Verminte Sprache

Georg Tscholls essayistische Kleist-Lektüre

Von Anton Philipp KnittelRSS-Newsfeed neuer Artikel von Anton Philipp Knittel

Besprochene Bücher / Literaturhinweise

Heinrich von Kleist und sein Werk haben anhaltend Konjunktur. Bei der Vielzahl der Deutungs- und Lektürevorschläge gab es in jüngster Zeit immer wieder auch anregende Lesarten, die die Vielschichtigkeit des Kleist'schen Œuvres essayistisch einzuholen versuchten. Am ambitioniertesten vielleicht das Kleist-Wörterbuch von László F. Földényi, "Heinrich von Kleist. Im Netz der Wörter", oder die Beiträge im Sammelband "Kleist lesen".

Im einen wie in den anderen Fällen geht es darum, die Herausforderungen der Texte Kleists - teilweise betont assoziativ - produktiv zu machen und auf den Leser rückzubeziehen. Földényi etwa betont in seinem Vorwort: "Ich lese Kleist. Das, was er mitteilen will, und das, was er nicht erzählen will. Ich projiziere beides übereinander: das ist das NETZ. Ich lese ihn - durch-lese ihn - ver-lese mich. Ich lese ihn zu Ende, lese ihn aus, lese mich in ihn ein."

Földényis zufällig ausgewähltes Kleist-Wörter-Netz-Werk verzichtet beispielsweise auf den Eintrag "Geld", eine Lücke, auf die schon Lothar Müller in seiner Besprechung "Ein Gräuelsystem von Worten" in der FAZ verwiesen hat. Dabei hätte gerade dieses Lemma in Verbindung mit Ökonomie einige spannende Überlegungen zeitigen können, wie dies nun Georg Tscholl unter der Überschrift "Krumme Geschäfte" in seiner Wiener Dissertation vorgeführt hat. Allerdings ist es keine leichte Lektüre, die Tscholl, übrigens immer wieder auch Földényi zitierend, der Leserin und dem Leser da zumutet, nicht zuletzt dann, wenn Tscholl nicht vor drastischen Überspitzungen zurückschreckt. "Schrift verarscht den Leser", heißt es da etwa, oder das "Marionettentheater [sei] ein Theater der Inkontinenz". Auch spricht der Autor vom "unbefriedigende[n], geile[n] Theater Heinrich von Kleists". Ob solche zugespitzten Pointierungen immer sein müssen, oder nicht manchmal gerade um der Pointe willen als bemüht und ermüdend gebraucht erscheinen, sei dahingestellt. Konsequent ist Tscholl in seiner Lektüre jedoch allemal.

# # # # # # #

### Gestellte Aufgabe A
Ermitteln Sie, wie viele Zeilen der unten folgenden Datensätze das Wort „wheel“ enthalten, und nennen Sie ausschließlich diese Zahl. Dabei ist die Groß- und Kleinschreibung zu beachten.

# # # # # # #

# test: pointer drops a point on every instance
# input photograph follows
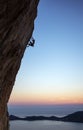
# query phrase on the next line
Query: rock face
(16, 27)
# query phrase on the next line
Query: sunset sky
(52, 71)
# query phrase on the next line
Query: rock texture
(16, 27)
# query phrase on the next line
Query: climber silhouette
(31, 42)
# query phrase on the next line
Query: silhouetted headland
(74, 117)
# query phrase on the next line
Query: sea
(44, 110)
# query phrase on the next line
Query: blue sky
(52, 71)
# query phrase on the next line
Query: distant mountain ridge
(74, 117)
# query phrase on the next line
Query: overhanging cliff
(16, 27)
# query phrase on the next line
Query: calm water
(44, 125)
(59, 110)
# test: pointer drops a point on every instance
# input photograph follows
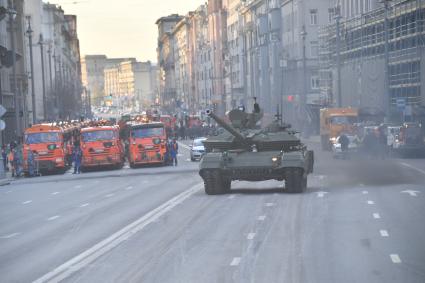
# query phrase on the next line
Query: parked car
(197, 149)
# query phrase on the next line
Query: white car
(197, 149)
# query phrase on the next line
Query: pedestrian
(10, 158)
(4, 156)
(77, 155)
(344, 142)
(174, 149)
(30, 163)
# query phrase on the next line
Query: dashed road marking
(395, 258)
(235, 261)
(53, 218)
(413, 167)
(10, 236)
(85, 258)
(250, 236)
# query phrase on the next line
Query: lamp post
(12, 15)
(34, 106)
(387, 95)
(338, 53)
(40, 42)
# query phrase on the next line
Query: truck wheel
(294, 182)
(213, 183)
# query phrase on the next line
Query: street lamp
(29, 33)
(387, 95)
(338, 52)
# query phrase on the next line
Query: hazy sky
(122, 28)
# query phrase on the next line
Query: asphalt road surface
(359, 221)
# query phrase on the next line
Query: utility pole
(338, 53)
(387, 95)
(34, 106)
(40, 42)
(12, 15)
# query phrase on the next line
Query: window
(314, 49)
(315, 82)
(313, 17)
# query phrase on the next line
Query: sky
(122, 28)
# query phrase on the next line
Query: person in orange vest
(11, 158)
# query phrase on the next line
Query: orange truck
(334, 121)
(101, 146)
(147, 143)
(50, 145)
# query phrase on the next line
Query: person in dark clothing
(174, 149)
(77, 156)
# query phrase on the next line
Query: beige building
(132, 85)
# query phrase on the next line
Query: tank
(246, 152)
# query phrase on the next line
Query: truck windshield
(147, 132)
(343, 120)
(42, 138)
(98, 136)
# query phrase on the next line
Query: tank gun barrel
(226, 126)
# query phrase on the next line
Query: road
(358, 221)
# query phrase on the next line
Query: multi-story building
(166, 61)
(235, 84)
(13, 79)
(363, 60)
(93, 67)
(217, 37)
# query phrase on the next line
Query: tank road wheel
(295, 181)
(214, 185)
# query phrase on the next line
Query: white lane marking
(53, 218)
(250, 236)
(395, 258)
(184, 146)
(235, 261)
(85, 258)
(410, 192)
(413, 167)
(10, 236)
(321, 194)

# # # # # # #

### Gestellte Aufgabe B
Beantworten Sie anhand der Rezension zu Tscholls Kleist-Lektüre die folgenden Fragen:
(i) Welchen Titel trägt das Kleist-Wörterbuch von László F. Földényi?
(ii) Was bezeichnet Földényi in seinem Vorwort als das „NETZ“?
(iii) Auf welchen Eintrag verzichtet Földényis Wörterbuch?

### Schriftliche Antwort A
2

### Schriftliche Antwort B
(i) „Heinrich von Kleist. Im Netz der Wörter“
(ii) Das Übereinanderprojizieren dessen, was Kleist mitteilen will, und dessen, was er nicht erzählen will.
(iii) Auf den Eintrag „Geld“.